_TEXT PROVIDED_:
Ben is a climate activist, father of four, and builder from Ōtautahi Christchurch.

Key Points from Ben

“We fell in love with money, got married, and got divorced from reality.”

“This is not the most important issue of our generation – it is the most important issue ever.”

Getting to 2035:

  • It is important to make this as painless as possible.
  • Education is important. Many people don’t know the basics of climate change, so must be educated in a down-to-earth way about CO2. Reinstall trust in science, and remove propaganda.
  • Use the land for growing food instead of having lawns, which are a sway of unused land – a display of wealth.
  • Use e-bikes. These are better for health, and can never get stuck in traffic. Use buses and trains for long distance.

We must prioritise stopping greedy projects like the proposed airport at Tarras.

Rosemary Penwarden

Rosemary started her activism when her first grandchild was born.
She is active in Restore Passenger Rail, and has a 10-acre property.

Key Points from Rosemary

These changes will take mass mobilisation and a mindset change:  we are in service to humanity. We’ve got 2-3 years to start turning things around.

Life in 2035:

  • Transport is affordable and accessible. There have been no new fossil fuel vehicles since 2025.
  • Every community has a shared local food growing area. These have small herds of animals.
  • Dairy is 1/90th of the size it was in 2022, and now feeds only people in New Zealand.
  • People drink oat milk, where the land has not been poisoned by cadmium from dairy. There are oat-milk factories, and fermentation.
  • Rivers are returning to their braided state.
  • There are publicly owned solar arrays.
  • No-one is without shelter! Marae style arrangements are available.
  • There is distributed, publicly owned electricity.
  • New homes are made only from wood, perhaps with government subsidies.
  • No-one makes money from electricity.
  • Rent caps were introduced years ago, and property speculation is a thing of the past.
  • There is a Basic Income, and no GST (refer to John Minto on this).
  • Citizens Assemblies work alongside government. There is a participatory economic model. Most daily decisions are made at local level.
  • The Climate Change Commission has real power, and all decisions are made through a climate change lens.
  • Narcissists not tolerated in our government representatives.
  • Psychological help is available for all.
  • Prisons are a place for rehabilitation. The Police are a service to direct people for help.
  • There are jobs moving roads and railways away from water, and in managed retreat. There are some sea walls.

_EXTRACTED MATERIAL_:
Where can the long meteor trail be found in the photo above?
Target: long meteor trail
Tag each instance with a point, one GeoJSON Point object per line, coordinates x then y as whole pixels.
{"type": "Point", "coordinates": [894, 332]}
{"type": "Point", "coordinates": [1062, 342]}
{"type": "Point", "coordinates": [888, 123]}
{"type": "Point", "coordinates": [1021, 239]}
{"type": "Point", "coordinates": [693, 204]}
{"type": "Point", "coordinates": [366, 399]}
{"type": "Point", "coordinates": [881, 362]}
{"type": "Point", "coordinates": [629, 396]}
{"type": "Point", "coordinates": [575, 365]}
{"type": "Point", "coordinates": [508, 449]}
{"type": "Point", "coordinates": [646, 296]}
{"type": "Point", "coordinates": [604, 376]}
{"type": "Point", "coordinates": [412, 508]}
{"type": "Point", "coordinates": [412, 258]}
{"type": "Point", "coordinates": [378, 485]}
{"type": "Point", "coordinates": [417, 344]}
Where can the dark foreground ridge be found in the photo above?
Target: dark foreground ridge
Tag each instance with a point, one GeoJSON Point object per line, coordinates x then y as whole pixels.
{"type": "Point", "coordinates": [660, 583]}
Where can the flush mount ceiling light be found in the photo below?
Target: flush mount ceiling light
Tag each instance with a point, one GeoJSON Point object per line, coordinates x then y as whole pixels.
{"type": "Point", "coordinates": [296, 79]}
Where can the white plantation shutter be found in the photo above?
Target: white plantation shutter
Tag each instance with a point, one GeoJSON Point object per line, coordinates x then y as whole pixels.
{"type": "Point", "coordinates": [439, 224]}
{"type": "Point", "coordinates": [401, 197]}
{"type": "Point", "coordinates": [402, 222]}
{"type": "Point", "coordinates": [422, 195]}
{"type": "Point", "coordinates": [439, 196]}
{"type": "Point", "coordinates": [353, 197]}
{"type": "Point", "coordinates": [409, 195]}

_TASK INSTRUCTIONS_:
(a) Reproduce the part of the climate activist notes from "Key Points from Rosemary" to "publicly owned electricity." without any changes.
(b) In the climate activist notes, what event marked the start of Rosemary's activism?

_SOLUTIONS BELOW_:
(a)
Key Points from Rosemary

These changes will take mass mobilisation and a mindset change:  we are in service to humanity. We’ve got 2-3 years to start turning things around.

Life in 2035:

  • Transport is affordable and accessible. There have been no new fossil fuel vehicles since 2025.
  • Every community has a shared local food growing area. These have small herds of animals.
  • Dairy is 1/90th of the size it was in 2022, and now feeds only people in New Zealand.
  • People drink oat milk, where the land has not been poisoned by cadmium from dairy. There are oat-milk factories, and fermentation.
  • Rivers are returning to their braided state.
  • There are publicly owned solar arrays.
  • No-one is without shelter! Marae style arrangements are available.
  • There is distributed, publicly owned electricity.

(b) The birth of her first grandchild.